This repository is the official implementation of the preprint entitled "InterpretCC: Conditional Computation for Inherently Interpretable Neural Networks" written by Vinitra Swamy, Julian Blackwell, Jibril Frej, Martin Jaggi, and Tanja Käser.
InterpretCC (interpretable conditional computation) is a family of interpretable-by-design neural networks that guarantee human-centric interpretability while maintaining comparable performance to state-of-the-art models by adaptively and sparsely activating features before prediction. We extend this idea into an interpretable mixture-of-experts model that allows humans to specify topics of interest, discretely separates the feature space for each data point into topical subnetworks, and adaptively and sparsely activates these topical subnetworks. We demonstrate variations of the InterpretCC architecture for text and tabular data across several real-world benchmarks: six online education courses, news classification, breast cancer diagnosis, and review sentiment.
git clone https://github.com/epfl-ml4ed/interpretcc.git
cd interpretcc
pip install -r requirements.txt
jupyter notebook
- Run feature gating or interpretable mixture-of-experts experiments as Jupyter Notebooks in the
notebooks/
folder!
Experiments are located in notebooks/
, corresponding directly to the three model variations (feature gating, MoE gated routing, MoE top-k routing) mentioned in the paper. The full pipeline is included for the AG News dataset. The InterpretCC models were written in PyTorch.
We also provide a modularized TensorFlow implementation of InterpretCC in the scripts/
folder, including more variations from the Appendix education experiments. For more information about each experiment, please reference the paper directly.
Public datasets used in the InterpretCC experiments (AG News, Breast Cancer Diagnosis, SST 2) are included in the data/
folder. It also includes a pickle file of the Dewey Decimal Categories used for text routing.
The Gumbel Sigmoid implementation was borrowed from AngelosNal/PyTorch-Gumbel-Sigmoid.
This code is provided for educational purposes and aims to facilitate reproduction of our results, and further research in this direction. We have done our best to document, refactor, and test the code before publication.
If you find any bugs or would like to contribute new models, training protocols, etc, please let us know. Feel free to file issues and pull requests on the repo and we will address them as we can.
If you find this code useful in your work, please cite our paper:
Swamy, V., Blackwell, J., Frej, J., Jaggi, M., Käser, T. (2024).
InterpretCC: Conditional Computation for Inherently Interpretable Neural Networks.
This code is free software: you can redistribute it and/or modify it under the terms of the MIT License.
This software is distributed in the hope that it will be useful, but without any warranty; without even the implied warranty of merchantability or fitness for a particular purpose. See the MIT License for details.

→ Entries supplied:

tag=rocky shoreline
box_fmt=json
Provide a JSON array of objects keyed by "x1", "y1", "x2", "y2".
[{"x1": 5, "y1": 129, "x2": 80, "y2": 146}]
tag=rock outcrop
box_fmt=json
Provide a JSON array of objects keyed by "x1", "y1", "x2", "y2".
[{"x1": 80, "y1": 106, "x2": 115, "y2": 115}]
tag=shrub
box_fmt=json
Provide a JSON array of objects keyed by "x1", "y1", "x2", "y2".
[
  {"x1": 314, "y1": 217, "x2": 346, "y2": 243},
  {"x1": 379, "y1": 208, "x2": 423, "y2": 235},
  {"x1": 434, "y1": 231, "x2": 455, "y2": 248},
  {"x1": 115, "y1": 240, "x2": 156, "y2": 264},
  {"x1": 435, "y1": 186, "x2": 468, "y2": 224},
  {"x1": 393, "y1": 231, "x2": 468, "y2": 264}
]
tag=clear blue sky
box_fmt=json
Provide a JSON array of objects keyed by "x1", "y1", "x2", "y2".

→ Your instructions:
Print everything from "If you find any" down to "them as we can." in the InterpretCC text above, word for word.

→ Response to the exercise:
If you find any bugs or would like to contribute new models, training protocols, etc, please let us know. Feel free to file issues and pull requests on the repo and we will address them as we can.